_Excerpted text_

>>>

Reference is made to Post-Effective Amendment No. 26 to BT Investment Funds'
Registration Statement on Form N-1A (File No. 33-07404) filed on October 26,
1998 for a description of the names and employment of the directors and
officers of Bankers Trust Company.
    

Item 27.  Principal Underwriters.

There is no Principal Underwriter for the Registrant.

Item 28.  Location of Accounts and Records.

State Street Bank and Trust Company, 225 Franklin Street, Boston, Massachusetts
02110, acts as custodian, transfer agent and dividend paying agent.  It
maintains books, records and accounts pursuant to the instructions of the Trust.

Bankers Trust Company has principal offices at 130 Liberty Street (One 
Bankers Trust Plaza), New York, New York 10006.
   
Goldman Sachs Asset Management is located at 85 Broad Street, 12th Floor, New
York, New York 10004.
    
   
Goldman Sachs Asset Management International is located at Peterborough 
Court, 133 Fleet Street, London EC4A 2BB, England.
    
Janus Capital Corporation is located at 100 Fillmore Street, Suite 300, Denver,
Colorado  80296-4923.
   
Lord, Abbett & Co. is located in the General Motors Building, at 767 Fifth 
Avenue, New York, New York 10153.

<<<

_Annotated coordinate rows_
>>>

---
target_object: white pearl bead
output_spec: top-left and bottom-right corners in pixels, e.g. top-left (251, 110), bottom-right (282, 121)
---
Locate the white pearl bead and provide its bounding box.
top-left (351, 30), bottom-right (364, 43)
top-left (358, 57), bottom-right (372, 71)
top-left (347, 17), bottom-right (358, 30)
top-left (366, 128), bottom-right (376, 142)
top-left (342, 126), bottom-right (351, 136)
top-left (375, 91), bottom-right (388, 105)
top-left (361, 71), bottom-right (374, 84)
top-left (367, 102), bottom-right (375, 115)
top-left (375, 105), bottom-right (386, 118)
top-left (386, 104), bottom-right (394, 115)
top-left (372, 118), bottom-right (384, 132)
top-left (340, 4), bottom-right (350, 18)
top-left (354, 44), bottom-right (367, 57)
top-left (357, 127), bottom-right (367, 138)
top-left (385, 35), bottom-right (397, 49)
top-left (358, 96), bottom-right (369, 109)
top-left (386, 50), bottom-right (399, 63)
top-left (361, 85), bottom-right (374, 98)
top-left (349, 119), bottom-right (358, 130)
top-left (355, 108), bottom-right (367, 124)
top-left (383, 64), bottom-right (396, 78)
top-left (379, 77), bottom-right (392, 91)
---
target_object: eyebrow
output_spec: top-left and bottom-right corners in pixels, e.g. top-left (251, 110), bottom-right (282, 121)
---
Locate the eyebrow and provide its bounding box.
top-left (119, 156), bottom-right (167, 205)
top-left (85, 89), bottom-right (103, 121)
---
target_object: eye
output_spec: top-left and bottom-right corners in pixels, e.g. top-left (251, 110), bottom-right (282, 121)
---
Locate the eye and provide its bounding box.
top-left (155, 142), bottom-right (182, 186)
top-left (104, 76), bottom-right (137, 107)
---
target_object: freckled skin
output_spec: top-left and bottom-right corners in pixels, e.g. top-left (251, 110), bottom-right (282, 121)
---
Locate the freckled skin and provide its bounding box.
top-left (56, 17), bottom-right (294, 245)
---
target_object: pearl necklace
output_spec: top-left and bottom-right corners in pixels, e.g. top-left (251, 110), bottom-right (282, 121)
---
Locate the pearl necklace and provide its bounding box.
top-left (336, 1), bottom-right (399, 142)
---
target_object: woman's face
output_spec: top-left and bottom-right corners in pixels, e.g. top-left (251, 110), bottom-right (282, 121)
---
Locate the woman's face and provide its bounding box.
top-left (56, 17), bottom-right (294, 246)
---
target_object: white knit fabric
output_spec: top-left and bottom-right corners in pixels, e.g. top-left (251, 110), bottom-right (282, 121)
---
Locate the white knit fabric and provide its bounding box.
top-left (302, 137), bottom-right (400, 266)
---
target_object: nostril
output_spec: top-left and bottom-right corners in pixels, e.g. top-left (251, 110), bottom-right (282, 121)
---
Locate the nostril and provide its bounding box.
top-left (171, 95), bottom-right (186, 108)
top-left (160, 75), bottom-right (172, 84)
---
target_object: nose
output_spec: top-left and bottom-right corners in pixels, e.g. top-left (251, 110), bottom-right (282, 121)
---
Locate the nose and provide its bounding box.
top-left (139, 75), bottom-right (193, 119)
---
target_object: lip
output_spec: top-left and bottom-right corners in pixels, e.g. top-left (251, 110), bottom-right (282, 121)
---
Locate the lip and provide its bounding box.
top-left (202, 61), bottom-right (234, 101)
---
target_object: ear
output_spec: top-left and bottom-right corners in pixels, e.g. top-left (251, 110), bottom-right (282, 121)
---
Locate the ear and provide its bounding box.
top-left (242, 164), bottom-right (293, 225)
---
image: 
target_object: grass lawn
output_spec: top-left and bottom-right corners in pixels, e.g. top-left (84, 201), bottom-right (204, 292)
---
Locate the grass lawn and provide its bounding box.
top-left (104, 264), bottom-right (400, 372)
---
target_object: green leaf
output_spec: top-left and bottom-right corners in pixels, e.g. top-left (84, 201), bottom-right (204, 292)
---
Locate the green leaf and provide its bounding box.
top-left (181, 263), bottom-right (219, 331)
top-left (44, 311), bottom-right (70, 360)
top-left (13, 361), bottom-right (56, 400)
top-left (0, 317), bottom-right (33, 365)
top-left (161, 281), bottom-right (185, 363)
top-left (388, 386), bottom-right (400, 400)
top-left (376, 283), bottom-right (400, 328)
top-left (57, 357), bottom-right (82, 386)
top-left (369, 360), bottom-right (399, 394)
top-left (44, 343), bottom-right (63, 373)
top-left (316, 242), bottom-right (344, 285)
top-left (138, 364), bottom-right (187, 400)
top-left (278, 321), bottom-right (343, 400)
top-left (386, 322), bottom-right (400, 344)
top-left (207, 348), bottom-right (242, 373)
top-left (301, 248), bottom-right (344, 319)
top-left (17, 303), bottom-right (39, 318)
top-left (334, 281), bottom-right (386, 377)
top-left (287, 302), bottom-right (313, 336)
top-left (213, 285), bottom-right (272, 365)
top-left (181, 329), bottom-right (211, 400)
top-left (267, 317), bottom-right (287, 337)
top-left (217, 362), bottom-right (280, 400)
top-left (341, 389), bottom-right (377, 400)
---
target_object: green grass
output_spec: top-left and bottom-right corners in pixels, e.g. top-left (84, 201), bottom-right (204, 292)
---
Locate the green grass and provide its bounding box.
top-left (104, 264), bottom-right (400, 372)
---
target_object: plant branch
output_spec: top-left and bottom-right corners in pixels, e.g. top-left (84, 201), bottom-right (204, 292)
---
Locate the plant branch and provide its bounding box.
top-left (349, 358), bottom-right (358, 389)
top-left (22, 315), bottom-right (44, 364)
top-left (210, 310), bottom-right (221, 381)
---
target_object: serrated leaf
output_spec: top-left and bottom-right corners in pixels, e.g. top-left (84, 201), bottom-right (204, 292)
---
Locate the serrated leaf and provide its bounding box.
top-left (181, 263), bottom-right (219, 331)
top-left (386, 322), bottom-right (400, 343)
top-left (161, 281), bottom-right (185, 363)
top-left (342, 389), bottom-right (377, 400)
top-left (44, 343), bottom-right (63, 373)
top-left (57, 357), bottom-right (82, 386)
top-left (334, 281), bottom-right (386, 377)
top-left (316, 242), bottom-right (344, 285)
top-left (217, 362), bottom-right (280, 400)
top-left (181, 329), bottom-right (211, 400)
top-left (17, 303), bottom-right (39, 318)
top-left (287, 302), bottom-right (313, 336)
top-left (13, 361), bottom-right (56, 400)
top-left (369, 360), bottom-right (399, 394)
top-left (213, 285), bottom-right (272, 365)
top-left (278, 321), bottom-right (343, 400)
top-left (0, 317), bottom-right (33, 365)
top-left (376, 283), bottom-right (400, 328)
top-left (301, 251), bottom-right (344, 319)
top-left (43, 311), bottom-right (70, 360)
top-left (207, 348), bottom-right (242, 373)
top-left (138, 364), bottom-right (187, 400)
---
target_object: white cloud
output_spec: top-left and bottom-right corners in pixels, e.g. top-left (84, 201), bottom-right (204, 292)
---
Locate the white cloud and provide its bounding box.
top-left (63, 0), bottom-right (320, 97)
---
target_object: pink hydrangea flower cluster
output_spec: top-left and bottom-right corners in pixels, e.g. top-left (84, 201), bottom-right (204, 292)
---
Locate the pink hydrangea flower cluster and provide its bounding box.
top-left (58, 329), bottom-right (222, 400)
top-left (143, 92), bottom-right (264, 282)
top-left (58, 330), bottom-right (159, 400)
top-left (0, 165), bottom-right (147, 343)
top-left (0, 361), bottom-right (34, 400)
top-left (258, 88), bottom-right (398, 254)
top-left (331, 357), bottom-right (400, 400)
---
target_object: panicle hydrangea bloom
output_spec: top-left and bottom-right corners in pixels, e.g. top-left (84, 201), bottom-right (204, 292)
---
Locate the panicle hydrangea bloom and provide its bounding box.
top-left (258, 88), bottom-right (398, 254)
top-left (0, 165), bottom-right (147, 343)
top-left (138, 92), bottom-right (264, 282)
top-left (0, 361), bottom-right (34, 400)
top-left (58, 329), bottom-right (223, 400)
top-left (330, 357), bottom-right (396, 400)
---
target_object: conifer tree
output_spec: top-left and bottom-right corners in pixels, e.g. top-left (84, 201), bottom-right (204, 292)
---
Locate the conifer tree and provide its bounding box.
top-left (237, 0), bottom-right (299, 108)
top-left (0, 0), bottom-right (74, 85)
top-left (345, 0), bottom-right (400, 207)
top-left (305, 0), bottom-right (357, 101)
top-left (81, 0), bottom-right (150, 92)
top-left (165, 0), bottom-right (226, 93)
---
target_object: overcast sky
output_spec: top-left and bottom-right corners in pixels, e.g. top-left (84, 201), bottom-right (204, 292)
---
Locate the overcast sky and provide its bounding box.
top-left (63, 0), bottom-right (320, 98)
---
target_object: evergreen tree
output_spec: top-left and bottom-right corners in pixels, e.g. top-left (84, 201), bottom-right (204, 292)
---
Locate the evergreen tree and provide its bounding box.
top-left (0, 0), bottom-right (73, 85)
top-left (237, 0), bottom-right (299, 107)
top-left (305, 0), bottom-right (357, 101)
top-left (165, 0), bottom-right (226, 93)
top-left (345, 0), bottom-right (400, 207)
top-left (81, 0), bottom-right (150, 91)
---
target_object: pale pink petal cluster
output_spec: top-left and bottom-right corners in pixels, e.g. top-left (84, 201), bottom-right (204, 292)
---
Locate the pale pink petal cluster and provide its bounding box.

<<<

_Task description_
Duplicate the whole Form N-1A excerpt on accounts, records, and underwriters word for word.

_Solved exercise_
Reference is made to Post-Effective Amendment No. 26 to BT Investment Funds'
Registration Statement on Form N-1A (File No. 33-07404) filed on October 26,
1998 for a description of the names and employment of the directors and
officers of Bankers Trust Company.
    

Item 27.  Principal Underwriters.

There is no Principal Underwriter for the Registrant.

Item 28.  Location of Accounts and Records.

State Street Bank and Trust Company, 225 Franklin Street, Boston, Massachusetts
02110, acts as custodian, transfer agent and dividend paying agent.  It
maintains books, records and accounts pursuant to the instructions of the Trust.

Bankers Trust Company has principal offices at 130 Liberty Street (One 
Bankers Trust Plaza), New York, New York 10006.
   
Goldman Sachs Asset Management is located at 85 Broad Street, 12th Floor, New
York, New York 10004.
    
   
Goldman Sachs Asset Management International is located at Peterborough 
Court, 133 Fleet Street, London EC4A 2BB, England.
    
Janus Capital Corporation is located at 100 Fillmore Street, Suite 300, Denver,
Colorado  80296-4923.
   
Lord, Abbett & Co. is located in the General Motors Building, at 767 Fifth 
Avenue, New York, New York 10153.